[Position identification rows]

[START]

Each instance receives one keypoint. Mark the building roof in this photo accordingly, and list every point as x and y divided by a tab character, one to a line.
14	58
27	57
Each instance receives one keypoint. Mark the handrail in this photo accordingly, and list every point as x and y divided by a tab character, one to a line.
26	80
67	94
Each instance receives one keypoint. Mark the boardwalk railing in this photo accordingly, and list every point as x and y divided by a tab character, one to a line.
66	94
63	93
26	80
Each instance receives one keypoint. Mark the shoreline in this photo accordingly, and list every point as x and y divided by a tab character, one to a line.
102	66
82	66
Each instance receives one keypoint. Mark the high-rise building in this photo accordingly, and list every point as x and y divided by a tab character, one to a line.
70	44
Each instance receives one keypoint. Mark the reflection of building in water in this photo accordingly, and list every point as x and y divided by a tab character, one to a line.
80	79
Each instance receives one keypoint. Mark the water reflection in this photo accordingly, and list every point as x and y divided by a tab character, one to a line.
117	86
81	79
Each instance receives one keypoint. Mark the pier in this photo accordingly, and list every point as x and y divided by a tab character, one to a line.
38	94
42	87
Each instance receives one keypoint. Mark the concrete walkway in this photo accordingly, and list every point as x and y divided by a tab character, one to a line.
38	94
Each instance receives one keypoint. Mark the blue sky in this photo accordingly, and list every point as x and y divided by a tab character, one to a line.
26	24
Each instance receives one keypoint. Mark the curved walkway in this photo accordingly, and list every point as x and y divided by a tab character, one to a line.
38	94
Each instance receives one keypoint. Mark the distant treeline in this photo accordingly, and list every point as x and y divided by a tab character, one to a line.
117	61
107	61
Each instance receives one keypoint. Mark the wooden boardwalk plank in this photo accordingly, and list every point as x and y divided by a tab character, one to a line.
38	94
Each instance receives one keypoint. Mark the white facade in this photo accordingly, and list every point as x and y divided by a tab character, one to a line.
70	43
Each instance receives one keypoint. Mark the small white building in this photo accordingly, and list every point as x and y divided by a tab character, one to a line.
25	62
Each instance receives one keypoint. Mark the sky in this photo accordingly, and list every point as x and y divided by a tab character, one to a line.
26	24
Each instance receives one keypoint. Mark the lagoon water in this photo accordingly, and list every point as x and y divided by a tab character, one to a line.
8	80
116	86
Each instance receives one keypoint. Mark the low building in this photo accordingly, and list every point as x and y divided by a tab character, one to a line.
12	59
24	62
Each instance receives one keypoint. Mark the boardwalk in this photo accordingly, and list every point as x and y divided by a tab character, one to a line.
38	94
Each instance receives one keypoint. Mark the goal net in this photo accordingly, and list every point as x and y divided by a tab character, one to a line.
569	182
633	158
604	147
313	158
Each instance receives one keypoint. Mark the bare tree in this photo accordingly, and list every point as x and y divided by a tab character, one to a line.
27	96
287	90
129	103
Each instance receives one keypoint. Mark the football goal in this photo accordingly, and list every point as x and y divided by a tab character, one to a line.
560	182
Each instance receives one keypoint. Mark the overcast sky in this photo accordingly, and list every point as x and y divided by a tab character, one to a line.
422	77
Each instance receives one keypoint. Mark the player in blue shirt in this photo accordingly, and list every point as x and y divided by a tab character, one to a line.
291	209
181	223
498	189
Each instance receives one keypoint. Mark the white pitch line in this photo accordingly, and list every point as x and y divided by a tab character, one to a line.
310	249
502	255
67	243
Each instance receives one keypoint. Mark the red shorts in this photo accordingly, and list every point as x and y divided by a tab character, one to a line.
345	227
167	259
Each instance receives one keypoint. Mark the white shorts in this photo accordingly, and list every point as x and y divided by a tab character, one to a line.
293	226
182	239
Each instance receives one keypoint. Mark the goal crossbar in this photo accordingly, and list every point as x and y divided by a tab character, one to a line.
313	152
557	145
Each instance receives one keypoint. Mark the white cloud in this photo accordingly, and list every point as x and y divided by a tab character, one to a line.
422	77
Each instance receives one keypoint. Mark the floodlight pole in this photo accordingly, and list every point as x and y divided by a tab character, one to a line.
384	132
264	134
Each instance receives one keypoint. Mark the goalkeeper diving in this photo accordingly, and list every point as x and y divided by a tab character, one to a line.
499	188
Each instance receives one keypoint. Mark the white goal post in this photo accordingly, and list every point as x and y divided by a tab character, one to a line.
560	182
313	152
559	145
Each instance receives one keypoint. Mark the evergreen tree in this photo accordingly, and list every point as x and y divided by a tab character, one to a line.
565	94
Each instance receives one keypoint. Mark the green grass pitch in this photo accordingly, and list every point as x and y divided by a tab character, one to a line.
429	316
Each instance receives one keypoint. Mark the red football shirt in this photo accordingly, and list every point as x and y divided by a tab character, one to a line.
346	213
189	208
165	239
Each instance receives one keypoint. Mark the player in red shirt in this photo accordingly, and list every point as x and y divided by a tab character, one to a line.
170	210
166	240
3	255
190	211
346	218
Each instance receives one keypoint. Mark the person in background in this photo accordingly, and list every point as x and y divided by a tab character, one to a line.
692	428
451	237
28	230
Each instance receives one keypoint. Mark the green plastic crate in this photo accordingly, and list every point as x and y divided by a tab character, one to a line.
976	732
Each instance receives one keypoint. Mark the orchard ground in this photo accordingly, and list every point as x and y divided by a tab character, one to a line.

[END]

**What to produce:** Rewrite every row from the line containing "Each instance receives one keypoint. Mark the white goal" through the end of the rows, copying the requests unchanged. Multiply each x and y point coordinate in the answers by 1.65 and round to the nearest whole number, rounding halves up.

**Response to the exercise:**
Each instance receives one keypoint. Mark the white goal post in this photo accordingly, and list every point as x and y divided by a tab character, one to a line.
924	300
516	251
922	239
Each instance receives one keypoint. Mark the evergreen tree in this photo accordingly, and list every point as x and y divided by a tab character, one to a line.
932	155
Each instance receives one keypoint. Mark the green grass pitch in this photo accordingly, and list every point as x and y divided by a tab character, one to a line.
708	521
Each instance receives one keypoint. Mark the red football shirt in this photo accordingly, and list every point as x and y divided by a tab character, one to a line.
571	351
312	343
272	394
Each instance receives one keypoint. Mark the player in red shirt in this photo accordingly, and list every point as x and y divided by a tab character, one to a line.
281	347
274	396
5	421
314	348
571	360
Each instance receives one keypoint. Mark the person in background in this photo accordingly, and list every point as x and y divided by a tab character, one to a line.
1142	706
744	391
46	380
Each instance receives one keypoint. Mark the green plastic crate in this photo accordingly, and list every point as x and y divided by a tab character, one to a line.
1610	1208
Each instance receives one keypoint. Mark the orchard ground in this photo accordingly, and list every point as x and y divided by a tab character, one to a line.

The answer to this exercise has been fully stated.